EXERCISE REQUIREMENTS: Extract the full set of records that follows, word for word.

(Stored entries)
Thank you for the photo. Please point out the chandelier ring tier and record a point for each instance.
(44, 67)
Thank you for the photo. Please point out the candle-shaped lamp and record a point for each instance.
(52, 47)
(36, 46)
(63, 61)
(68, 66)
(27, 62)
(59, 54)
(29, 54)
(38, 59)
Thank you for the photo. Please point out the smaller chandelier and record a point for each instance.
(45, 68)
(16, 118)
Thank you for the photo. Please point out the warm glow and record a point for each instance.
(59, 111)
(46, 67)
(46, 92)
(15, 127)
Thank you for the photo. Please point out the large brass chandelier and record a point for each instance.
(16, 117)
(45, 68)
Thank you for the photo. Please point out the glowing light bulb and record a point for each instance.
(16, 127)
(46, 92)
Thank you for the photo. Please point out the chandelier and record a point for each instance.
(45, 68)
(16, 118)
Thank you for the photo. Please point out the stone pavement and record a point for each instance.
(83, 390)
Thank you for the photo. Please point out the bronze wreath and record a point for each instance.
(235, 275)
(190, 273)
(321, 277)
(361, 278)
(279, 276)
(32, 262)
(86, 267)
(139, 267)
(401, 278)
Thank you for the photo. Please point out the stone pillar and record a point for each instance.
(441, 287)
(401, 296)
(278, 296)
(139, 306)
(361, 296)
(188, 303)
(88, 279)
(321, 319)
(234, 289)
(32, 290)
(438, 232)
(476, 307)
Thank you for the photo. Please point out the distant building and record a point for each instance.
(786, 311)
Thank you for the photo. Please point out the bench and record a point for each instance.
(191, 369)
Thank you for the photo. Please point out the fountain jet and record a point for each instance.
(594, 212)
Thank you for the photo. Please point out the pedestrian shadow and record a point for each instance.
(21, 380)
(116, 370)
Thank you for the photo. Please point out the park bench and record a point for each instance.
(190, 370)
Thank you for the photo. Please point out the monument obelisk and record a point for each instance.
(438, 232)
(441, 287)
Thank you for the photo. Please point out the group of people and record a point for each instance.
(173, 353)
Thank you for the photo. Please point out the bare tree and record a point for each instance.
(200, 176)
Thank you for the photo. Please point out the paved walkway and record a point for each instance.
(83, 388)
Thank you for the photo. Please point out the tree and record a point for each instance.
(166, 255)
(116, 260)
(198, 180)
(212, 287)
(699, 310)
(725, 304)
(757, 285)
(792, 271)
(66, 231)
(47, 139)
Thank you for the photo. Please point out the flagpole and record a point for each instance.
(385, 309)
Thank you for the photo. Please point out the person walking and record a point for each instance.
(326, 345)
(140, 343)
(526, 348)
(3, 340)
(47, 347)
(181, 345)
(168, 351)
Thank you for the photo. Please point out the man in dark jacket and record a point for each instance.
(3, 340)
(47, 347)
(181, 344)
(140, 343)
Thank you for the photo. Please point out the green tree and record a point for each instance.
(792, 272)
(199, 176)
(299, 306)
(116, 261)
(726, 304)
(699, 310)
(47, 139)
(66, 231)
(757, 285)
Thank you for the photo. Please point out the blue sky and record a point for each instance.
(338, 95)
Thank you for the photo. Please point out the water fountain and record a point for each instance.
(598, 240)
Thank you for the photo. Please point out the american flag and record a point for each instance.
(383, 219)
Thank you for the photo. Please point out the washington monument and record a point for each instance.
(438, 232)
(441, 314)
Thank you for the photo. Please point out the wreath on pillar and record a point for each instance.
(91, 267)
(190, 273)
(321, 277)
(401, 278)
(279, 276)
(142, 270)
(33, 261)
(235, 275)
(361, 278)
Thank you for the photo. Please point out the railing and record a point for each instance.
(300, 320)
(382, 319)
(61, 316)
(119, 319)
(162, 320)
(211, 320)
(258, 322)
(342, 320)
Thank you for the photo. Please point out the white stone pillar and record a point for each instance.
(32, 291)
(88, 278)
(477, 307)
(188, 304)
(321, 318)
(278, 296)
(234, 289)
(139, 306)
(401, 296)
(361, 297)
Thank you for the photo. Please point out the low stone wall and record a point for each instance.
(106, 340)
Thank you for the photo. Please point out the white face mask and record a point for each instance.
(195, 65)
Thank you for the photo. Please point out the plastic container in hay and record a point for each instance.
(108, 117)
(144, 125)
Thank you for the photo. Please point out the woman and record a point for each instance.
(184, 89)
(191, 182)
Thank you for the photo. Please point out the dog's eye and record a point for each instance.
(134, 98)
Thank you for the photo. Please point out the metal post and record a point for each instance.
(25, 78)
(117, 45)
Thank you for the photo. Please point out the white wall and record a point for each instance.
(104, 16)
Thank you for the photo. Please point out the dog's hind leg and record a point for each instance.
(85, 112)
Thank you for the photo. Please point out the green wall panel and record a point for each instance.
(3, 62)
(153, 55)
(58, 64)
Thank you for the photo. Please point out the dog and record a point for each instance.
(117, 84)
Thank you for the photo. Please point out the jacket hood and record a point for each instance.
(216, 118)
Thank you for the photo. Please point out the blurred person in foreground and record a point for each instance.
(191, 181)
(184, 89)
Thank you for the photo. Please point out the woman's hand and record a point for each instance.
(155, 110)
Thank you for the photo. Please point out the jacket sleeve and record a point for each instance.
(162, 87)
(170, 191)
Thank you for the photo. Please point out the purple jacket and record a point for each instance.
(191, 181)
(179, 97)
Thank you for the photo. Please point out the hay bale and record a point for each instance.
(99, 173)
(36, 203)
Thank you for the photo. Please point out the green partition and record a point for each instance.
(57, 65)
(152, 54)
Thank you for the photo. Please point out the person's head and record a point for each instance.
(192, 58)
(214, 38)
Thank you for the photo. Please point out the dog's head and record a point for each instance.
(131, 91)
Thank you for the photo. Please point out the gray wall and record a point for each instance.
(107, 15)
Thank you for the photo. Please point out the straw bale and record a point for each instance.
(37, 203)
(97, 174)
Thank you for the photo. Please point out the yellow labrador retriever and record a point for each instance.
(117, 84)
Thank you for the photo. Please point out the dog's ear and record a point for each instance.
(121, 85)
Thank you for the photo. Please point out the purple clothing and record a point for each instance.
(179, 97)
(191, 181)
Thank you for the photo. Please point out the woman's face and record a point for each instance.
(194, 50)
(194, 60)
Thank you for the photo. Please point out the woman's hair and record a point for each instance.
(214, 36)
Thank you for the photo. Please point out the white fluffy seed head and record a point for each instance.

WRITTEN RESPONSE:
Thank you for the photo. Please point out the chandelier ring tier and record a point for each instance.
(44, 67)
Thank you for the photo. Please point out the candle-shaped lamp and record a point for each instance.
(52, 47)
(36, 46)
(63, 61)
(68, 66)
(27, 62)
(59, 54)
(29, 54)
(38, 59)
Thank you for the photo. Please point out the smaller chandelier and record a point for each instance.
(45, 68)
(16, 118)
Thank you for the photo. Please point out the warm glow and record a point for each instance.
(59, 111)
(46, 67)
(46, 92)
(15, 127)
Thank you for the photo. Please point out the large brass chandelier and record a point for each instance.
(16, 117)
(45, 68)
Thank you for the photo. Please point out the glowing light bulb and record a point for each instance.
(16, 127)
(46, 92)
Thank you for the photo. Please point out the chandelier and record a point for each instance.
(45, 68)
(16, 118)
Thank you for the photo. Please point out the stone pavement and record a point for each instance.
(83, 390)
Thank you for the photo. Please point out the bronze wreath and record a point for each instance.
(235, 275)
(190, 273)
(321, 277)
(361, 278)
(279, 276)
(32, 262)
(86, 267)
(139, 267)
(401, 278)
Thank you for the photo. Please point out the stone pillar and record a point for each instance.
(441, 287)
(401, 296)
(278, 296)
(139, 306)
(361, 296)
(188, 303)
(88, 279)
(321, 319)
(234, 289)
(32, 290)
(438, 232)
(476, 307)
Thank you for the photo. Please point out the distant building and record a point for each instance.
(786, 311)
Thank you for the photo. Please point out the bench and record a point for each instance.
(191, 369)
Thank you for the photo. Please point out the fountain jet and record a point for each instance.
(594, 212)
Thank you for the photo. Please point out the pedestrian shadow and record a point for each instance.
(21, 380)
(116, 370)
Thank you for the photo. Please point out the park bench and record a point for each instance.
(190, 370)
Thank you for the photo. Please point out the monument obelisk and record a point for each instance.
(438, 232)
(441, 287)
Thank you for the photo. Please point out the group of people and record a point for each instance.
(173, 353)
Thank you for the photo. Please point out the bare tree and record a point for each instance.
(200, 176)
Thank you for the photo. Please point out the paved walkway and record a point for each instance.
(83, 388)
Thank you for the photo. Please point out the tree and record a point for each instance.
(166, 255)
(116, 260)
(198, 180)
(212, 287)
(699, 310)
(725, 304)
(757, 285)
(792, 271)
(66, 231)
(47, 139)
Thank you for the photo. Please point out the flagpole and record a point for each instance.
(385, 309)
Thank you for the photo. Please point out the person walking and record a point for each instance.
(326, 345)
(140, 343)
(526, 348)
(3, 340)
(47, 347)
(181, 345)
(168, 351)
Thank you for the photo. Please point out the man in dark jacket and record a point for each instance.
(3, 340)
(47, 347)
(181, 344)
(140, 343)
Thank you for the photo. Please point out the green tree and record a point for each instance.
(792, 272)
(199, 176)
(299, 306)
(116, 261)
(726, 304)
(699, 310)
(47, 139)
(66, 231)
(757, 285)
Thank you for the photo. Please point out the blue sky and record a point for each instance.
(338, 95)
Thank you for the photo. Please point out the water fountain and record a point for each instance.
(598, 240)
Thank you for the photo. Please point out the american flag and record a point for each instance.
(383, 219)
Thank you for the photo. Please point out the washington monument and record a point for each instance.
(438, 232)
(441, 314)
Thank you for the photo. Please point out the wreath on pillar and record a point for each instance.
(91, 267)
(190, 273)
(321, 277)
(401, 278)
(279, 276)
(142, 270)
(33, 261)
(235, 275)
(361, 278)
Thank you for the photo. Please point out the railing and record a point for each instance.
(300, 320)
(382, 319)
(61, 316)
(119, 319)
(162, 320)
(211, 320)
(258, 322)
(342, 320)
Thank you for the photo. Please point out the white stone pillar and record a point for each instance.
(32, 291)
(88, 278)
(477, 307)
(188, 304)
(321, 318)
(278, 296)
(234, 289)
(139, 306)
(401, 296)
(361, 297)
Thank you for the photo. Please point out the low stone wall and record a point for each instance.
(106, 340)
Thank you for the photo. Please point out the white face mask and record a point for each instance.
(195, 65)
Thank you for the photo. Please point out the plastic container in hay and record a point for each instance.
(108, 117)
(144, 125)
Thank you for the photo. Please point out the woman and record a point for each instance.
(184, 89)
(191, 182)
Thank you for the photo. Please point out the dog's eye and record a point for each instance.
(134, 98)
Thank you for the photo. Please point out the metal post and record a point for each instance.
(25, 78)
(117, 45)
Thank you for the photo. Please point out the white wall and record a point for each instance.
(104, 16)
Thank you for the photo. Please point out the dog's hind leg and record a point for each instance.
(85, 112)
Thank you for the photo. Please point out the green wall panel and record a point for each instance.
(3, 62)
(153, 55)
(58, 64)
Thank you for the photo. Please point out the dog and record a point for each instance.
(117, 84)
Thank you for the photo. Please point out the jacket hood and record a point for each instance.
(216, 118)
Thank you for the photo. Please point out the blurred person in foreground and record a point for each instance.
(191, 181)
(184, 89)
Thank you for the photo. Please point out the woman's hand and record a point for each instance.
(155, 110)
Thank you for the photo. Please point out the jacket sleeve and record a point for each instance.
(162, 87)
(170, 191)
Thank you for the photo. Please point out the purple jacket and record a point for each instance.
(191, 181)
(179, 97)
Thank you for the photo. Please point out the hay bale and record a point for each instance.
(99, 173)
(36, 203)
Thank you for the photo. Please point out the green partition and record a point for each instance.
(57, 65)
(152, 54)
Thank you for the photo. Please point out the person's head and record a point for each instance.
(192, 58)
(214, 38)
Thank you for the photo. Please point out the dog's head and record a point for each instance.
(131, 91)
Thank you for the photo. Please point out the gray wall and record a point for each instance.
(107, 15)
Thank you for the photo. Please point out the straw bale and record a point for each instance.
(37, 203)
(97, 174)
Thank you for the photo. Please point out the yellow labrador retriever and record a point for each instance.
(117, 84)
Thank you for the photo. Please point out the dog's ear and record a point for each instance.
(121, 85)
Thank you for the photo. Please point out the purple clothing and record a point for each instance.
(179, 97)
(191, 181)
Thank you for the photo. Please point out the woman's face and record a point for each instance.
(194, 50)
(194, 60)
Thank you for the photo. Please point out the woman's hair and record a point for each instance.
(214, 36)
Thank you for the photo. Please point out the white fluffy seed head and record a point for each instance.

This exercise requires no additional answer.